* GIVEN RECORDS
********************

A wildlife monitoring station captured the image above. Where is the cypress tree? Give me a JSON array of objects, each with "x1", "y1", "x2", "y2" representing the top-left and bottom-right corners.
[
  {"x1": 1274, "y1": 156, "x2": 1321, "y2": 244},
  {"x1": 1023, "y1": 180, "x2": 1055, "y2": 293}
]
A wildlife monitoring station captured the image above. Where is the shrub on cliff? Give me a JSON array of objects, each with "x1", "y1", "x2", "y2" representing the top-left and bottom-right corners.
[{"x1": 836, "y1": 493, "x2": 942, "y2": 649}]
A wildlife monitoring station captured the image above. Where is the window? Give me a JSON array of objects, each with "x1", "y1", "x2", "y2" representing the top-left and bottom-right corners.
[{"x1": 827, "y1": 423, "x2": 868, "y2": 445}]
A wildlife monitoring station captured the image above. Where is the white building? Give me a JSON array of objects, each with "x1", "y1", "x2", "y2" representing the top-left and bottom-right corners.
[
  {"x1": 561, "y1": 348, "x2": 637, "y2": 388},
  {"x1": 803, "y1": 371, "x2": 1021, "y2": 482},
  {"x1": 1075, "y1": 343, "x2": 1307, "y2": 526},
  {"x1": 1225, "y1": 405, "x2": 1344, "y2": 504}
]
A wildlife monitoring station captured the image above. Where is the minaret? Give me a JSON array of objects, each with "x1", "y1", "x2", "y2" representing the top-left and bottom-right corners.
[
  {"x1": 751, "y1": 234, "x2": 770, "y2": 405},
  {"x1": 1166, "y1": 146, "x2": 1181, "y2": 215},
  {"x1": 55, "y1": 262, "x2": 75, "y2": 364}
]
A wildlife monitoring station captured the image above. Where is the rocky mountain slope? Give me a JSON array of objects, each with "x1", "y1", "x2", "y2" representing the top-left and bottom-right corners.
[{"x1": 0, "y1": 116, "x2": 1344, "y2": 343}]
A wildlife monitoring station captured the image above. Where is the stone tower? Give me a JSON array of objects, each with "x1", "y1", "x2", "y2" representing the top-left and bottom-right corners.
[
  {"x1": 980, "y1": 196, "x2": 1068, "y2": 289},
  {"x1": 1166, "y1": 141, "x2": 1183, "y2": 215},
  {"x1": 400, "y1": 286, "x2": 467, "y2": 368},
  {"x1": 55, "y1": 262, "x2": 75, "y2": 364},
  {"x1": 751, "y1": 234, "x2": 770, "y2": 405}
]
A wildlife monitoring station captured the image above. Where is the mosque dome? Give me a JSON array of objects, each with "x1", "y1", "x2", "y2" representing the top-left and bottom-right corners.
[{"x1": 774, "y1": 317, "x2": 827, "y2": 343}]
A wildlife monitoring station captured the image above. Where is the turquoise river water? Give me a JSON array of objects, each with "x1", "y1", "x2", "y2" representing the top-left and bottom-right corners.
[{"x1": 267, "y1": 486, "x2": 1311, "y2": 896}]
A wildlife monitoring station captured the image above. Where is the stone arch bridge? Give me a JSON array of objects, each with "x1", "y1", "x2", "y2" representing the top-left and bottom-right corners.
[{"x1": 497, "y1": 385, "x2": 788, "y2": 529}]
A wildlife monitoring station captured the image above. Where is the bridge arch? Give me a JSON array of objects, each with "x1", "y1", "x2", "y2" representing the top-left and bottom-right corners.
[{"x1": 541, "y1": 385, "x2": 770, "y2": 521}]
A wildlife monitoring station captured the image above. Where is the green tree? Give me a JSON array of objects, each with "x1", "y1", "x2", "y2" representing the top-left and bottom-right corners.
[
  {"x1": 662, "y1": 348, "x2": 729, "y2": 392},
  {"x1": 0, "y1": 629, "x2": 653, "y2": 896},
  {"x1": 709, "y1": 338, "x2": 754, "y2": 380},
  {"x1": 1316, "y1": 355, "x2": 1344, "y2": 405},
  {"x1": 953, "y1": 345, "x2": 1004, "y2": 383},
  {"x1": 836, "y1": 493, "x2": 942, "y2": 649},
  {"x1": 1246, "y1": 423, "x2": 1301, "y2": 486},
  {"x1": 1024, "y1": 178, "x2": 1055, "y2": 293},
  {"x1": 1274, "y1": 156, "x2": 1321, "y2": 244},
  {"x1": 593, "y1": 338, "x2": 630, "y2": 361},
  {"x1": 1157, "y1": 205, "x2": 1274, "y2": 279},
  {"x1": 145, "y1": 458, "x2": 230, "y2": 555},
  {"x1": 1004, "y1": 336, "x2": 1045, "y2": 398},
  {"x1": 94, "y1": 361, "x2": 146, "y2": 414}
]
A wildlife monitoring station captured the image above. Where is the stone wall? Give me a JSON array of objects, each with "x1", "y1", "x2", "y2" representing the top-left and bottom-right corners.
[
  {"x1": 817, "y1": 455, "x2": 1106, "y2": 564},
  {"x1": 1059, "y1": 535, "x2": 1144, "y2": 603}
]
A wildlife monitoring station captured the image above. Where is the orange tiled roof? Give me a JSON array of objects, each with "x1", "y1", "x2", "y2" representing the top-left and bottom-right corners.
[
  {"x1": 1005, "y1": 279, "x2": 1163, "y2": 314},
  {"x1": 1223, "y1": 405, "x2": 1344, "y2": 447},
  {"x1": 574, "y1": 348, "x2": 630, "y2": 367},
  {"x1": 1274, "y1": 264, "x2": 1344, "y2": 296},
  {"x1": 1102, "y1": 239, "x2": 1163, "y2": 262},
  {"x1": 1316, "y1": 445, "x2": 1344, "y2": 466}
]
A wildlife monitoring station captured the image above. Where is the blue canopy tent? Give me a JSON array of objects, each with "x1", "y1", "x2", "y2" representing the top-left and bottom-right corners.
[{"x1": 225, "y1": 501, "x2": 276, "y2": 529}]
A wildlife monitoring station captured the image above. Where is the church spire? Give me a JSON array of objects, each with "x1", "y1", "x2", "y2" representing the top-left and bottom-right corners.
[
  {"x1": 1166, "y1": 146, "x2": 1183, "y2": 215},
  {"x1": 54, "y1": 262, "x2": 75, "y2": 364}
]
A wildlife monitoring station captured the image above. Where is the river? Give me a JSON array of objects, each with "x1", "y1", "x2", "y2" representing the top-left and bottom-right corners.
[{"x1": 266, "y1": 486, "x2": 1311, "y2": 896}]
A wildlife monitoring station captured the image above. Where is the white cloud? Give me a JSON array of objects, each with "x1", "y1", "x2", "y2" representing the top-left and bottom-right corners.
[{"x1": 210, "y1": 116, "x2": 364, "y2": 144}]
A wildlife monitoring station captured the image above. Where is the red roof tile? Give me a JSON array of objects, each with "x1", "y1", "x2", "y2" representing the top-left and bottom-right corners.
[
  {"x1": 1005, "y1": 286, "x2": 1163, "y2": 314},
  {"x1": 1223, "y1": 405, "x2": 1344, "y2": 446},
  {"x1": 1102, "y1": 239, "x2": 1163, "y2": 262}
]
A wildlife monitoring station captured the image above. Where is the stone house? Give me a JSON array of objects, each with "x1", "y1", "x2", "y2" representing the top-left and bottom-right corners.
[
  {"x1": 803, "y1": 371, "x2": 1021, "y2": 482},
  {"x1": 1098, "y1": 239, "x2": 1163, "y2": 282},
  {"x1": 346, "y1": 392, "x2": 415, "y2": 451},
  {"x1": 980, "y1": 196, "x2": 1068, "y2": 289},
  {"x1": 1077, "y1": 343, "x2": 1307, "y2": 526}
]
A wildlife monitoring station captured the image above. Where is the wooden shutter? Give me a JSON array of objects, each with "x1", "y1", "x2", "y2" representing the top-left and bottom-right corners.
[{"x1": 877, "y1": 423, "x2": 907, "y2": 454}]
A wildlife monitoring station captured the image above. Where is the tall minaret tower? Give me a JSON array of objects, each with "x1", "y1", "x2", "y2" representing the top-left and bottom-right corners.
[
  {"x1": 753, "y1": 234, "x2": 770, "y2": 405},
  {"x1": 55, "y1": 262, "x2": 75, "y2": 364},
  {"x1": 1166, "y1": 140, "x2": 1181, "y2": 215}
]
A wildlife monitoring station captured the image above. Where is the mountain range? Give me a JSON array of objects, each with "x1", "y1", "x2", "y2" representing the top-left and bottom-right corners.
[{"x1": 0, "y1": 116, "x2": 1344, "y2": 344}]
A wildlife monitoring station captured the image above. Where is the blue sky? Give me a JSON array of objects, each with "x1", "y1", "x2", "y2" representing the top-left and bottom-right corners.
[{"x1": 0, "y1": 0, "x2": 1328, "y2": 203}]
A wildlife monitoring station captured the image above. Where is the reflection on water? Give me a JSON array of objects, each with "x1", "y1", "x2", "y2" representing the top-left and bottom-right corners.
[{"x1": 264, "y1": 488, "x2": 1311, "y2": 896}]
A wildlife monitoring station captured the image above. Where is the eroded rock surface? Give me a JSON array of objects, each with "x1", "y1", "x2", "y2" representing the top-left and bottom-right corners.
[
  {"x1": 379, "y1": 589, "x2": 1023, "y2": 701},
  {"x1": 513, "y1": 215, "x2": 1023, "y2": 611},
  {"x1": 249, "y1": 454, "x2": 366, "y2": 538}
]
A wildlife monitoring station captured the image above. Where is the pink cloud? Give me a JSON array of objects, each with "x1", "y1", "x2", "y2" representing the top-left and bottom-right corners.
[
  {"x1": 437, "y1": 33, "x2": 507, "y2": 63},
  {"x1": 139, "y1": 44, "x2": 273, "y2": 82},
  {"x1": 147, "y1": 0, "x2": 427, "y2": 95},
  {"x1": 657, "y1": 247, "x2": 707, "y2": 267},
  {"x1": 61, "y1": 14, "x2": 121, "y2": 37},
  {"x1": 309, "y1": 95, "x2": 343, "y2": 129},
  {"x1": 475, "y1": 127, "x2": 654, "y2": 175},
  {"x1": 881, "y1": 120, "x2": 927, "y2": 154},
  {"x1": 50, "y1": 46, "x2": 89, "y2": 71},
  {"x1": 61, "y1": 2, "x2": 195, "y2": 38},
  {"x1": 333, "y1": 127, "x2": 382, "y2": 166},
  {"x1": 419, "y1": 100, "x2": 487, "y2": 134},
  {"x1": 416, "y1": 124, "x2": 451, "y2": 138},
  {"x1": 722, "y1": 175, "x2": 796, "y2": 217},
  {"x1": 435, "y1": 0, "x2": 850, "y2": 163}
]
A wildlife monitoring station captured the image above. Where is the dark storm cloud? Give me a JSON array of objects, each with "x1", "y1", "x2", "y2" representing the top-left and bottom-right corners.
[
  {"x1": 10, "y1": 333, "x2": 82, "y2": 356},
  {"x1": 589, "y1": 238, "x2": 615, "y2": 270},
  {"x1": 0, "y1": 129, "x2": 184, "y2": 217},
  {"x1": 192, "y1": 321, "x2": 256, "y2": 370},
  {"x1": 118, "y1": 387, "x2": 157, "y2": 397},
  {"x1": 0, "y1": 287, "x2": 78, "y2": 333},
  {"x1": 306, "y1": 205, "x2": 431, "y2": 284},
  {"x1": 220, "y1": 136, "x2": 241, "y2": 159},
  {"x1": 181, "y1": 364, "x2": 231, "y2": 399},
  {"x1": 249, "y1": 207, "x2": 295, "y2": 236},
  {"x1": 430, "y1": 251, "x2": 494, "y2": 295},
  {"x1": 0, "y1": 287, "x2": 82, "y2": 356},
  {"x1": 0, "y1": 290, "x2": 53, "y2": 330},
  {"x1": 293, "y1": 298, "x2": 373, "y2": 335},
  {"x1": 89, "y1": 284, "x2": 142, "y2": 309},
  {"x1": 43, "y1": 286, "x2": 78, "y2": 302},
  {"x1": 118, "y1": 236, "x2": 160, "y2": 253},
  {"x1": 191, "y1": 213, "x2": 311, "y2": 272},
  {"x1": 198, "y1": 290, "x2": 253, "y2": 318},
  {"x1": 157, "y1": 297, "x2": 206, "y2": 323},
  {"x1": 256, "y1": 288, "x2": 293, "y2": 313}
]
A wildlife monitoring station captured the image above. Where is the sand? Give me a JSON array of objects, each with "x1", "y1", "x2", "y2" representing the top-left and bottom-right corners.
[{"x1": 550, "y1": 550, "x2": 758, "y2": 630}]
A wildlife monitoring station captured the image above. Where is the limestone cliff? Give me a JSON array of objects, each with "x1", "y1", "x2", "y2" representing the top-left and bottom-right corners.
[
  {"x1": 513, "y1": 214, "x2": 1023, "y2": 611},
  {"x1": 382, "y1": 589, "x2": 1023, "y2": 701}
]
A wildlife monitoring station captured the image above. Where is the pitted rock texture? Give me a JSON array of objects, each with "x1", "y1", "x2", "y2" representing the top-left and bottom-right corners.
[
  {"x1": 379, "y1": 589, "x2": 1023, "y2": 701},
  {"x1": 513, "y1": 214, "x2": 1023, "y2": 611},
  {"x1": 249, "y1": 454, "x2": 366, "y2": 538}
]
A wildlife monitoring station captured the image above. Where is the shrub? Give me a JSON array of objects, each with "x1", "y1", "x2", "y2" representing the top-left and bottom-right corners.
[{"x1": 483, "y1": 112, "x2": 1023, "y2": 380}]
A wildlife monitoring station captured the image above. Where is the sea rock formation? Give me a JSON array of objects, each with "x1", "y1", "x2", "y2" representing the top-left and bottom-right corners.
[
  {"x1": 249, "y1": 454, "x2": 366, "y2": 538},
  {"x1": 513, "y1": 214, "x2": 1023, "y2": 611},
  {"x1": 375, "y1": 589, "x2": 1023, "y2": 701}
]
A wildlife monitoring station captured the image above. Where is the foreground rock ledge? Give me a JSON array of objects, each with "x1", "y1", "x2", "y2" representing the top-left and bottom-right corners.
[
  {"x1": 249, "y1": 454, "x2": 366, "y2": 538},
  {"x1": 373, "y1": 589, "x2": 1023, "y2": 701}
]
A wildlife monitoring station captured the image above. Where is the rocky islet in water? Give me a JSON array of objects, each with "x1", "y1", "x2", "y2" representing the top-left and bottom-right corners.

********************

Return the lines from the line containing "the sea rock" to the end of the entries above, exactly as they appear and with no other output.

A wildlife monitoring station captured the image above. Where is the sea rock formation? Give me a JSON array of objects, each with "x1", "y1", "x2", "y2" representing the top-left and bottom-right corners.
[
  {"x1": 249, "y1": 454, "x2": 366, "y2": 538},
  {"x1": 513, "y1": 214, "x2": 1023, "y2": 611},
  {"x1": 375, "y1": 589, "x2": 1023, "y2": 701}
]
A wildlife monitoring station captured the image above. Where is the foreground rock ledge? Give me a JSON array of objects, each with "x1", "y1", "x2", "y2" representing the top-left and bottom-right corners.
[
  {"x1": 249, "y1": 454, "x2": 366, "y2": 538},
  {"x1": 373, "y1": 589, "x2": 1023, "y2": 701}
]
A wildlife monitoring station captured the image above. Where is the rocky islet in water? Give me a JSON array of objects, each with "x1", "y1", "x2", "y2" representing the top-left and bottom-right corners.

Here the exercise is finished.